DOCUMENT TEXT:
--- begin ---

Individual retirement accounts shelter investments from current taxes. By switching your investing activity from a taxable account to an IRA, you will postpone and possibly completely avoid taxes when you take your money back out. Several rules limit what you can contribute to an IRA and the maximum amount you can contribute in a year.
You receive a tax deduction when you contribute to a traditional IRA, but you must treat withdrawn money as ordinary income, taxed at your marginal rate. Roth IRAs offer no tax deduction but do allow you to distribute money tax-free, assuming you follow the rules against early withdrawal. You can contribute only one type of asset to an IRA: cash. This means that if you want to move the stocks in your taxable account to an IRA, you must first sell them, contribute the cash and then repurchase the shares.
As of 2013, you can contribute $5,500 to an IRA, but if you’re 50 or older, the limit rises to $6,500. You cannot contribute more than your gross income. Roth IRAs have income limits that affect how much you can contribute. If your modified adjusted gross income falls between $112,000 and $127,000, the IRS reduces the amount you can contribute to a Roth IRA. MAGI above the top of the range prohibits you from contributing. For married couples filing jointly, the range is $178,000 to $188,000.

--- end ---

PROBLEM A: In the IRA text, what is the only type of asset you can contribute to an IRA?
PROBLEM B: Pull everything from "Individual retirement accounts" down to "repurchase the shares." out of the IRA text, word for word.

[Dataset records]
--- begin ---

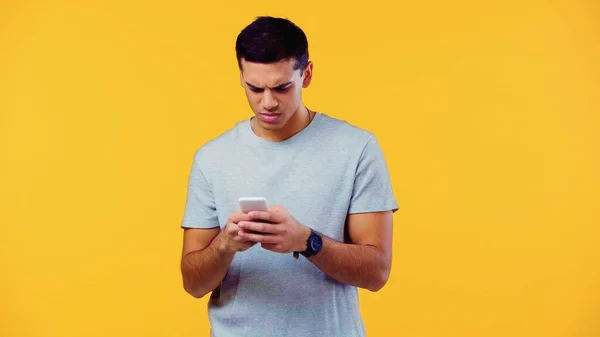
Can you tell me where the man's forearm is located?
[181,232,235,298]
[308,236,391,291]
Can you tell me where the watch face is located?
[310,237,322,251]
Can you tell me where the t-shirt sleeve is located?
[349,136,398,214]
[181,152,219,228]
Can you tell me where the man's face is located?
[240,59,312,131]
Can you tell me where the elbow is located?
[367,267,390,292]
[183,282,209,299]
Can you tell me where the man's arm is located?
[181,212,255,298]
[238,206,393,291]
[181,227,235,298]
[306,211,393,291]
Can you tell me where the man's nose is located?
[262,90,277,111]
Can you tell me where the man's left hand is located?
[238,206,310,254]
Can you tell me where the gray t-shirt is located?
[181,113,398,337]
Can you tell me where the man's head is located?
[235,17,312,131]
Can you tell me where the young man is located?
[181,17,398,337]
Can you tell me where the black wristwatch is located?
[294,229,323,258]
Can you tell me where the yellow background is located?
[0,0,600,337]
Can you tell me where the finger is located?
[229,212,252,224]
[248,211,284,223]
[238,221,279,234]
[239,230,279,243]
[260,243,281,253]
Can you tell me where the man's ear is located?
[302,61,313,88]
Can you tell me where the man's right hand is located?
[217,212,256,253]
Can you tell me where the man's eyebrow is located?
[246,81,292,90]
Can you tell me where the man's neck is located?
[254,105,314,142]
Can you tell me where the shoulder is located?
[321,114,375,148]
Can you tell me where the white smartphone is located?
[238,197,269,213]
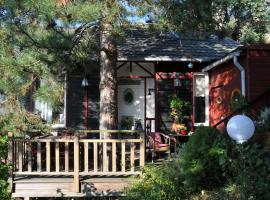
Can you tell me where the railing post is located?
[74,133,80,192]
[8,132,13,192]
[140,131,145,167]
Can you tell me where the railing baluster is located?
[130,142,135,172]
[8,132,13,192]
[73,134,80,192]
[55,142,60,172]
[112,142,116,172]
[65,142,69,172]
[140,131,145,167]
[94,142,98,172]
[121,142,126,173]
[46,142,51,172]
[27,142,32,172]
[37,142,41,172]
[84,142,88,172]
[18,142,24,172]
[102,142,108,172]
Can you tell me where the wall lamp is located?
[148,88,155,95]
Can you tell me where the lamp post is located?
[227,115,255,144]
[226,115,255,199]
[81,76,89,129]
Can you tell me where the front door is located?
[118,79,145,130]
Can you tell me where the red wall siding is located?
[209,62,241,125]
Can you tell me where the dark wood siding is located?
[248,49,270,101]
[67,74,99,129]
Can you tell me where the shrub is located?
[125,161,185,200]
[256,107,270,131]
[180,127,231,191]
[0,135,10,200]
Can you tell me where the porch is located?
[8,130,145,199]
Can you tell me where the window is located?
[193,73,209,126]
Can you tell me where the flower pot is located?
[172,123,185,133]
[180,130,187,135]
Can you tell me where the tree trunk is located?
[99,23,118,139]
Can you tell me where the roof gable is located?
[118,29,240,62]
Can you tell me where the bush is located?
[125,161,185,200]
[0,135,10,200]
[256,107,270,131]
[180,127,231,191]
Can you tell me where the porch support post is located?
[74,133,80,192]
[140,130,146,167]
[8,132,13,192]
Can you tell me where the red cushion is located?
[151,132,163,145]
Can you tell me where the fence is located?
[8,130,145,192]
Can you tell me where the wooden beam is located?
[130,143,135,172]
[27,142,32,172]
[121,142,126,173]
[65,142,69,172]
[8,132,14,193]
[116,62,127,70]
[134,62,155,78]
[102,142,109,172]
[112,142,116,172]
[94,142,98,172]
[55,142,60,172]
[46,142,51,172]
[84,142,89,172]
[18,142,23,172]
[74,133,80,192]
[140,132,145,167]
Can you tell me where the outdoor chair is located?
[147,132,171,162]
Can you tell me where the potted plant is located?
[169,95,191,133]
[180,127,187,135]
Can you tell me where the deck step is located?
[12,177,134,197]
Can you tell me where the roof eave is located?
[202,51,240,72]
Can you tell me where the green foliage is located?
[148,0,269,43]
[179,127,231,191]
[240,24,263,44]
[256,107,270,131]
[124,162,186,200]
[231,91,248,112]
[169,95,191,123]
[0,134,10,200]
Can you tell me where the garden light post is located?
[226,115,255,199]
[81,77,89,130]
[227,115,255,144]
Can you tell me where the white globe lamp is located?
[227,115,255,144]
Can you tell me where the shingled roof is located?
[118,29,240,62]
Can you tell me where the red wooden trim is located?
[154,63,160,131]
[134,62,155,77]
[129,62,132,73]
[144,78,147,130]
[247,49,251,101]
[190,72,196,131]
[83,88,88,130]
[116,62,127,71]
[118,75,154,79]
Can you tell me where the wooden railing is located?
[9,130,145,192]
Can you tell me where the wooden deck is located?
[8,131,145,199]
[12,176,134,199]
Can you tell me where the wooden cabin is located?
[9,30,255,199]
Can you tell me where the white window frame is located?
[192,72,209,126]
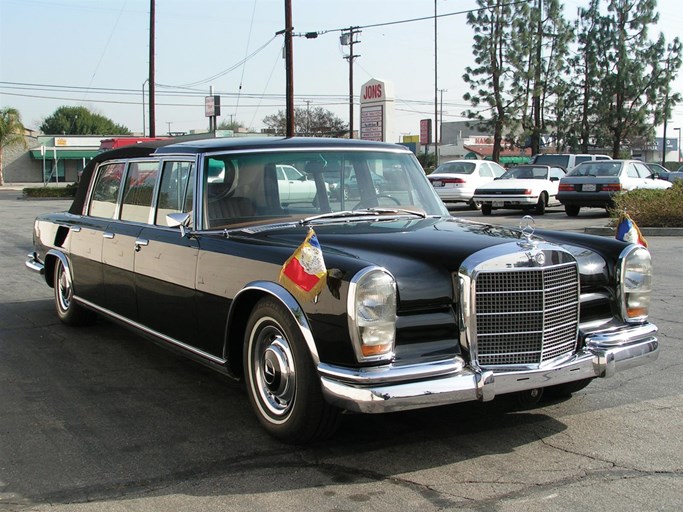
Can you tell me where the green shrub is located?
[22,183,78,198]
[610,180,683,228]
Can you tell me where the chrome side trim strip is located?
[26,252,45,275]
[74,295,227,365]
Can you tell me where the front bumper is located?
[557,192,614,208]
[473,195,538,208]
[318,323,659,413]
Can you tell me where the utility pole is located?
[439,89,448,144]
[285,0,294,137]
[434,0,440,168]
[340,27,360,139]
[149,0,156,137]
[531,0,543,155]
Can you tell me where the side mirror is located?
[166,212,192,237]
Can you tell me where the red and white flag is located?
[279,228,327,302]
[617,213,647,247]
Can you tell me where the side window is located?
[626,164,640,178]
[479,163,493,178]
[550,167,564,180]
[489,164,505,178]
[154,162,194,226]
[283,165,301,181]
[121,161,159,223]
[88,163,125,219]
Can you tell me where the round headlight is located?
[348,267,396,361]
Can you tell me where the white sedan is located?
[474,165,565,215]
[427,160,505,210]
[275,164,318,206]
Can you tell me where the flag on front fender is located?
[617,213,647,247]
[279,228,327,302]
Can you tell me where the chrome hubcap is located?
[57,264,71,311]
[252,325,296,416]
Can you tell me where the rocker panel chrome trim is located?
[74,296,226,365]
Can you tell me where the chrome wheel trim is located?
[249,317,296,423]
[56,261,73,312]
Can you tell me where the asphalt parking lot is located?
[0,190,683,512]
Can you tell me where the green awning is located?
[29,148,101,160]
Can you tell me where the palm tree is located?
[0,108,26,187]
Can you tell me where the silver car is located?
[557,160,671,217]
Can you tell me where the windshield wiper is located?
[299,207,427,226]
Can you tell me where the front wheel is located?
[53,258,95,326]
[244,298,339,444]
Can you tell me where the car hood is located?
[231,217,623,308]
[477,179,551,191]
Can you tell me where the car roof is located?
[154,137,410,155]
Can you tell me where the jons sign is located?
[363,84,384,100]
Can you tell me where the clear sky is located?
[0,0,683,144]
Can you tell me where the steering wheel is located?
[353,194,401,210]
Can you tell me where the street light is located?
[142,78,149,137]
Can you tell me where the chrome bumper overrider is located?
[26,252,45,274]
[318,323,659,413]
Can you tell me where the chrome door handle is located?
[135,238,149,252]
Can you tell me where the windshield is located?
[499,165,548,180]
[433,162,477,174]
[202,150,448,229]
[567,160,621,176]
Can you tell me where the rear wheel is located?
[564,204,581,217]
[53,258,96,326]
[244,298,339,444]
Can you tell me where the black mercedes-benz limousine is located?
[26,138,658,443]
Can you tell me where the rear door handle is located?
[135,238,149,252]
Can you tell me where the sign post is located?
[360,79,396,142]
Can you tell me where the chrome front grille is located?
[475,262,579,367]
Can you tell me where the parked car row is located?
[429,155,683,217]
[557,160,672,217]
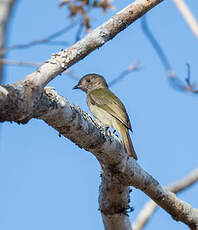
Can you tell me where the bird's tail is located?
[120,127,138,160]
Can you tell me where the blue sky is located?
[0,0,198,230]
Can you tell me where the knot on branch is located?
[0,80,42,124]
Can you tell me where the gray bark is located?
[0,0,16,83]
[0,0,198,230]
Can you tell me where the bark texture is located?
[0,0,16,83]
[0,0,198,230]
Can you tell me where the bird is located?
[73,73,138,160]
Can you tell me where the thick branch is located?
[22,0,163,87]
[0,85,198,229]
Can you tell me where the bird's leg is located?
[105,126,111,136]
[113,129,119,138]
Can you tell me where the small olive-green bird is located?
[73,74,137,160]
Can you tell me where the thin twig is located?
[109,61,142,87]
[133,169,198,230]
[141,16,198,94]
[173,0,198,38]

--- end ---

WORKED ANSWER A: Cash.

WORKED ANSWER B:
Individual retirement accounts shelter investments from current taxes. By switching your investing activity from a taxable account to an IRA, you will postpone and possibly completely avoid taxes when you take your money back out. Several rules limit what you can contribute to an IRA and the maximum amount you can contribute in a year.
You receive a tax deduction when you contribute to a traditional IRA, but you must treat withdrawn money as ordinary income, taxed at your marginal rate. Roth IRAs offer no tax deduction but do allow you to distribute money tax-free, assuming you follow the rules against early withdrawal. You can contribute only one type of asset to an IRA: cash. This means that if you want to move the stocks in your taxable account to an IRA, you must first sell them, contribute the cash and then repurchase the shares.